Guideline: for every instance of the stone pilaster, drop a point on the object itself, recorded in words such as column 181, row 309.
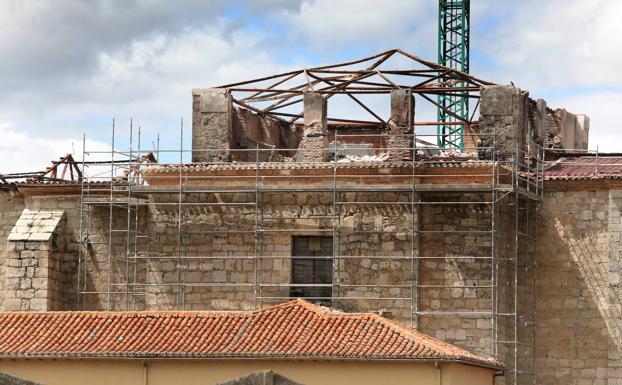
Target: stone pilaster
column 32, row 274
column 401, row 125
column 211, row 124
column 503, row 121
column 314, row 143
......
■ Given task ■
Copy out all the lines above without changing a word, and leave the picture out.

■ Solved exercise ■
Guideline: for every instance of the stone pilaster, drop a point on the object itself, recorded in words such as column 181, row 309.
Target: stone pilaster
column 32, row 274
column 401, row 125
column 211, row 124
column 503, row 121
column 314, row 143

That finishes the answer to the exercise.